• Problem statement
Rewrite all of the entries below, changing "endpoint" to "service" everywhere it appears and leaving every other word unchanged.

**********

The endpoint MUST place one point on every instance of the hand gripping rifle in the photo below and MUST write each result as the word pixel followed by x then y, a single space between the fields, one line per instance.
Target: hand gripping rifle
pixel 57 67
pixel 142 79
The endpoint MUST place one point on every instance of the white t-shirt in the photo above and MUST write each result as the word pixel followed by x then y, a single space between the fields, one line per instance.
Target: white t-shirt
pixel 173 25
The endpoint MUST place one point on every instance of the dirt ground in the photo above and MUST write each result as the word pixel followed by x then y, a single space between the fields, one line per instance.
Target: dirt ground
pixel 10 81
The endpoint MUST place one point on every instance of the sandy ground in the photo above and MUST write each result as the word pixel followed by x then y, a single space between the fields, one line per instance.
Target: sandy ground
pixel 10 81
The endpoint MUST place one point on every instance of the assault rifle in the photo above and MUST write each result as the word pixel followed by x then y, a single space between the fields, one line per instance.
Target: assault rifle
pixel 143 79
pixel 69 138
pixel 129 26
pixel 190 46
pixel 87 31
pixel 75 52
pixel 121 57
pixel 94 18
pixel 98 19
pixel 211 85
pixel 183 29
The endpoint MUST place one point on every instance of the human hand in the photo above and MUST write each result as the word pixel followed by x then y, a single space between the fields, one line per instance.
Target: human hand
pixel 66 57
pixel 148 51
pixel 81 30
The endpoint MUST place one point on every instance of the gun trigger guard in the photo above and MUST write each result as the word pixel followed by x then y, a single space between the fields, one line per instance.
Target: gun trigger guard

**********

• Final answer
The service MUST place one point on every instance of the hand gripping rifle in the photo below and MUST write each result as the word pixel followed by x then y, a single space between the fields, one line per instance.
Target: hand gripping rifle
pixel 57 67
pixel 142 79
The service MUST place one point on every instance of the white t-shirt in the photo above and MUST write each result as the word pixel followed by x then y, a single space between the fields, one line per instance.
Target: white t-shirt
pixel 173 25
The service MUST place one point on every instance of the dirt ground in the photo above and MUST write each result as the word pixel followed by x then y, a single space between the fields, one line per instance.
Target: dirt ground
pixel 10 81
The service MUST place one point on every instance of the sandy ground in the photo above and MUST write each result as the word pixel followed by x then y, a single space between the fields, one line per instance.
Target: sandy ground
pixel 10 81
The service MUST place one point on every instance of the assault rifle in the photo above and MUST write each result as the word pixel followed by x then y, a single space between the fields, one line per instance.
Target: assault rifle
pixel 143 79
pixel 69 138
pixel 129 26
pixel 190 46
pixel 87 31
pixel 75 52
pixel 121 57
pixel 94 18
pixel 98 19
pixel 211 85
pixel 183 29
The service MUST place one point on every instance of the human hand in the photo above and MUST write each result as the word pixel followed by x then y, a single space between the fields, one line per instance.
Target: human hand
pixel 66 57
pixel 148 51
pixel 81 30
The service MUST place one point on every instance of the gun trigger guard in the photo above and MUST write each result as the word pixel followed by x then y, a single space between the fields, one line per instance.
Target: gun trigger guard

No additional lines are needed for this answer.